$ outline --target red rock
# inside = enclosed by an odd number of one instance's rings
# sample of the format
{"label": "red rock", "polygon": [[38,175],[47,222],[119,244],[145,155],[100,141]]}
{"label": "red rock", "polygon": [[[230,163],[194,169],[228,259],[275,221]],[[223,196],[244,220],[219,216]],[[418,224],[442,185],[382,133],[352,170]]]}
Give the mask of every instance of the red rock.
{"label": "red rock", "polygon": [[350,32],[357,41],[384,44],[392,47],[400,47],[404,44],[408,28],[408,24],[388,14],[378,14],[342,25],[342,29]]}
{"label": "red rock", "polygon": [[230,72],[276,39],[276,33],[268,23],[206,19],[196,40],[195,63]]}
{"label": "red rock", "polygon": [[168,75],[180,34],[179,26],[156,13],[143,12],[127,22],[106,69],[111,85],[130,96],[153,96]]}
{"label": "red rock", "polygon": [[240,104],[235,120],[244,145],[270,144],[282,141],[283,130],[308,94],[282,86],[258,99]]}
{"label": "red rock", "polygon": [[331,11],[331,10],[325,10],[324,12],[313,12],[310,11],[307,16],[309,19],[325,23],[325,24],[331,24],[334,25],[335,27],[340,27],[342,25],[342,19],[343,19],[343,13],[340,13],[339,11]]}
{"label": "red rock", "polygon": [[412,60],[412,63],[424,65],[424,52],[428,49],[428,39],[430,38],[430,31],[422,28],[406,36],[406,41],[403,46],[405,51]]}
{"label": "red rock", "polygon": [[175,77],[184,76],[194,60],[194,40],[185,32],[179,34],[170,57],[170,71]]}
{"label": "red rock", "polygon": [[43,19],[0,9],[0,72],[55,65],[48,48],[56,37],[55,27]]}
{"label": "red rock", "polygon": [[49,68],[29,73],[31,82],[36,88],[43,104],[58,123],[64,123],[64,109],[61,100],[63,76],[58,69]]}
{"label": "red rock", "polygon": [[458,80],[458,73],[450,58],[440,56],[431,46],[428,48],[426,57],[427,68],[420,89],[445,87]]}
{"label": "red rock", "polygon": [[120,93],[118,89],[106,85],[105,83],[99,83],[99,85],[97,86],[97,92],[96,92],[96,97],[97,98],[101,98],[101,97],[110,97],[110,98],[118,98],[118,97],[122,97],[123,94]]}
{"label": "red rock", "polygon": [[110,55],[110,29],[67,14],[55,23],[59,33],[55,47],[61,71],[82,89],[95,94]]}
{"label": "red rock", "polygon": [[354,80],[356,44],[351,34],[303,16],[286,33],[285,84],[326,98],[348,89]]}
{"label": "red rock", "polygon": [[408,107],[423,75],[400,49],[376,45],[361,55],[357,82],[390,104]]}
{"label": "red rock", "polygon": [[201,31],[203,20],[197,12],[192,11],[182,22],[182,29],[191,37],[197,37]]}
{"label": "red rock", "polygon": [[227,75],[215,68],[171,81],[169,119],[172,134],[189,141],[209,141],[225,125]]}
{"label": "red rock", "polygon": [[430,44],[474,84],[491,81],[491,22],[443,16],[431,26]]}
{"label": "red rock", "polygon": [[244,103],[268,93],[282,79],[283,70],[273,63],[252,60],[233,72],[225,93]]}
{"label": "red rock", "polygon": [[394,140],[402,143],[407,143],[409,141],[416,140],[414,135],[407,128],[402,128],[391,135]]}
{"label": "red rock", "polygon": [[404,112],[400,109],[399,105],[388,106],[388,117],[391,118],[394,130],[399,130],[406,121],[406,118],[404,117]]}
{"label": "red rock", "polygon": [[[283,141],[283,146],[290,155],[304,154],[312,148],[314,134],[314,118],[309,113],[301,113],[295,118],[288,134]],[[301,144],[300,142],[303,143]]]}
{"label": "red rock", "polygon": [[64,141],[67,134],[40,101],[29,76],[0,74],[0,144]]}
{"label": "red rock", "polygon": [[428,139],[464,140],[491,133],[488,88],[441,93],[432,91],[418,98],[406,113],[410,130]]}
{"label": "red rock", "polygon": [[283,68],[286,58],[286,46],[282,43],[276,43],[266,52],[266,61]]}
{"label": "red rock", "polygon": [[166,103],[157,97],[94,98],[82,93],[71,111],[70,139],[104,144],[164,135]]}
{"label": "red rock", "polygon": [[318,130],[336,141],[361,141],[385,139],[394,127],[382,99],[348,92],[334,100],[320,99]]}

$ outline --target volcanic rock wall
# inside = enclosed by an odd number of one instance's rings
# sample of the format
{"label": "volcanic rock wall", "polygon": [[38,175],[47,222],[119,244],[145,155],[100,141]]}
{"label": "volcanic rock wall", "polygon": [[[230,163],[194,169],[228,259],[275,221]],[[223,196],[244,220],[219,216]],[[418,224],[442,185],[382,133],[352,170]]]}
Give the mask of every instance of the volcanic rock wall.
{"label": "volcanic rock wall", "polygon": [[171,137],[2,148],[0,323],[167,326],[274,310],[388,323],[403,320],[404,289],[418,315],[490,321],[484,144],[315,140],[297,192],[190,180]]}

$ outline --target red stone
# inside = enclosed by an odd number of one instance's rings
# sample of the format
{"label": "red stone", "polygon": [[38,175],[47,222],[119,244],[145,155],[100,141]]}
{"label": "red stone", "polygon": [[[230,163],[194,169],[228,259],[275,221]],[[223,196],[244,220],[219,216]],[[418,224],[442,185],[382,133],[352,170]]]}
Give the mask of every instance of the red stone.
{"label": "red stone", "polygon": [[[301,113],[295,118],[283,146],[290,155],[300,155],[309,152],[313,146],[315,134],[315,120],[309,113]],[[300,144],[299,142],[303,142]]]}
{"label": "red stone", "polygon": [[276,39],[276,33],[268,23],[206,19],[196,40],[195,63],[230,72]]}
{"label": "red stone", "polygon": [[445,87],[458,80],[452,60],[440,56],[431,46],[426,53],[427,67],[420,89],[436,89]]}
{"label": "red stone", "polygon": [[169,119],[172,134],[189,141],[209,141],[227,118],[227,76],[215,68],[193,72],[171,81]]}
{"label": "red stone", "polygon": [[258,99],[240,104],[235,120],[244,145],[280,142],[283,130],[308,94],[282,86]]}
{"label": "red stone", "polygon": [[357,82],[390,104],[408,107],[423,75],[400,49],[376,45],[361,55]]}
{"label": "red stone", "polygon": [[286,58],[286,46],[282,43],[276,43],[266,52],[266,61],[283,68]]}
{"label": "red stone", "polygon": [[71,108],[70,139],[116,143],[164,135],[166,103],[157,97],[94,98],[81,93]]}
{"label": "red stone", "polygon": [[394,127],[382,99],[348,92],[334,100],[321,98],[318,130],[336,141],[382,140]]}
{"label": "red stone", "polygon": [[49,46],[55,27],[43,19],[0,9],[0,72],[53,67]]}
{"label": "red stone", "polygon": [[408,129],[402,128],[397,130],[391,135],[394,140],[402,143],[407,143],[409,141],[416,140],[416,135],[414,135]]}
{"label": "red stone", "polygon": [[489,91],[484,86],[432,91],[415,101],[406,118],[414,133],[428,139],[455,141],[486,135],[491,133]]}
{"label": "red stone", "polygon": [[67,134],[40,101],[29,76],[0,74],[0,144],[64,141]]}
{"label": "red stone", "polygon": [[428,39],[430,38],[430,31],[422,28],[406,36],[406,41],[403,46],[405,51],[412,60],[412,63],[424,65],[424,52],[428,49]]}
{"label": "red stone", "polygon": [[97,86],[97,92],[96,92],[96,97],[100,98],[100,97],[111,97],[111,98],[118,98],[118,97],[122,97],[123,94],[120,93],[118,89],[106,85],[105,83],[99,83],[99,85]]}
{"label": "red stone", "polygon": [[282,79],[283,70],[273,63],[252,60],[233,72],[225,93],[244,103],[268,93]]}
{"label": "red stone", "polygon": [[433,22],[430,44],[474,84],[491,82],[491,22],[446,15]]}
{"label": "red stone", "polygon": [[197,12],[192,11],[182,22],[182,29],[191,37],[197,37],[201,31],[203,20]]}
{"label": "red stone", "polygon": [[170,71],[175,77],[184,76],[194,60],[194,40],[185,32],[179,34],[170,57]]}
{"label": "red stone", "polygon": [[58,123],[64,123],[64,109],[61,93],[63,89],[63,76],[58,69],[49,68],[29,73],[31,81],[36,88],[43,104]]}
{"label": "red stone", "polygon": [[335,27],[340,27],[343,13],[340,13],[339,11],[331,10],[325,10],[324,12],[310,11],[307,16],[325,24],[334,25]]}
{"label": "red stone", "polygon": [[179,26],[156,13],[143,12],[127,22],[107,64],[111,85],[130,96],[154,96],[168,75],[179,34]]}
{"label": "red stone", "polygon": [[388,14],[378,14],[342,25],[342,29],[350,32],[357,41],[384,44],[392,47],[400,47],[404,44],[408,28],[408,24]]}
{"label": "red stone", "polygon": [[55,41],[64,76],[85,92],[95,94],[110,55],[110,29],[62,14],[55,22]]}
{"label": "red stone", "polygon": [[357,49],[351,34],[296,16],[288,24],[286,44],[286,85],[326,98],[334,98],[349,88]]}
++++++++
*Stated goal:* Write out everything from the start of the records down to the line containing "Give the mask of every instance of the red rock.", both ends included, with each line unchanged.

*Task answer:*
$ outline --target red rock
# inside = enclosed by an odd number of one instance's rings
# sample of the format
{"label": "red rock", "polygon": [[38,175],[47,222],[119,244],[145,155],[100,141]]}
{"label": "red rock", "polygon": [[[230,163],[194,169],[228,259],[275,221]],[[223,196],[244,220],[219,216]],[[418,224],[442,185],[382,133],[352,170]]]}
Give the mask of every instance of the red rock.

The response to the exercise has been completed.